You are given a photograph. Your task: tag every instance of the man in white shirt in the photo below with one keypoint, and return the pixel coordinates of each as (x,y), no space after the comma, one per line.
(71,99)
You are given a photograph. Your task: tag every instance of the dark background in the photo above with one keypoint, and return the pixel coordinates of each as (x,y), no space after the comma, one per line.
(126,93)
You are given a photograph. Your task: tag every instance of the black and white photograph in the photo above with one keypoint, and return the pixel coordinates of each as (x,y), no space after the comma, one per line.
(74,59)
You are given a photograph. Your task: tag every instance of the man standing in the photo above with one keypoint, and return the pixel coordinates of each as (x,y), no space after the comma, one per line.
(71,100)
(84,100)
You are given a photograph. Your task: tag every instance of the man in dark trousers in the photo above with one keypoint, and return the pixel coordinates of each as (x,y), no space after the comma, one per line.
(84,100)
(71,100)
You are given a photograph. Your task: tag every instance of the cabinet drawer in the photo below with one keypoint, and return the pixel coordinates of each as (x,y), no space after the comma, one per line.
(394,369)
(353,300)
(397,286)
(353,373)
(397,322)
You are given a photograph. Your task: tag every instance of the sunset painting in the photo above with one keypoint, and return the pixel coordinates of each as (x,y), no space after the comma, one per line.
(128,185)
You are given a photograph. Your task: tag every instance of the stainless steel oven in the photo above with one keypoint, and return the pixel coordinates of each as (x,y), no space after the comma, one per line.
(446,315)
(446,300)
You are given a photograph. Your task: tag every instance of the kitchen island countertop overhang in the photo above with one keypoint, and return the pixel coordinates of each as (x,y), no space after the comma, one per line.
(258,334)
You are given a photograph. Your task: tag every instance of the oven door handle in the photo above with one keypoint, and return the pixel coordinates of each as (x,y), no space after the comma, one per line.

* Task requirements *
Recast the entire listing above as a numbered list, leaving out any blank lines.

* Full answer *
1. You are given a photograph. Your task: tag every instance of the man in white shirt in the photo below with one keypoint, and return the pixel coordinates of each as (x,y), no space after the comma, one per line.
2. (71,99)
3. You are given a photograph. Your task: tag every instance of the dark background in the photo above with one keypoint, and return the pixel coordinates of each as (x,y), no space after the comma, one per line.
4. (126,93)
5. You are given a photograph. Your task: tag every instance of the black and white photograph in the photo above with one keypoint, and return the pixel coordinates of each as (x,y), no space after the comma, one per line.
6. (74,59)
7. You are given a photograph. Your task: tag every instance of the man standing in the photo above with one keypoint, and return the pixel coordinates of each as (x,y), no space after the comma, one per line.
8. (71,100)
9. (84,100)
10. You are given a photograph. Your task: tag every instance of the man in dark trousers in the photo above with one keypoint, and return the pixel coordinates of each as (x,y), no space after the comma, one per line.
11. (84,100)
12. (71,100)
13. You are given a photograph. Your task: tag every instance of the cabinet drawer in the photo below with one keypoint, and return the pixel coordinates of each as (x,y), no space after the comma, one per line.
14. (394,369)
15. (353,300)
16. (397,286)
17. (353,373)
18. (397,322)
19. You are given a photograph. Your task: tag every instance of the sunset painting in the photo above with one keypoint, and return the pixel coordinates of each as (x,y), no space after the comma, one per line.
20. (128,185)
21. You are given a photograph. Your task: tag every instance of the stainless steel oven in the photo above with one keypoint, and return the pixel coordinates of each as (x,y), no space after the comma, one per line.
22. (446,315)
23. (446,300)
24. You are given a photograph. Your task: tag every instance of the kitchen island countertop overhang in the photo above with one keypoint, and return the pixel coordinates of each as (x,y), no space after the comma, one per line.
25. (258,334)
26. You are given a photograph. Your task: tag every instance of the oven door handle in the photo above with one keypoint, and return the pixel coordinates of each as (x,y), no space after the comma, one per line.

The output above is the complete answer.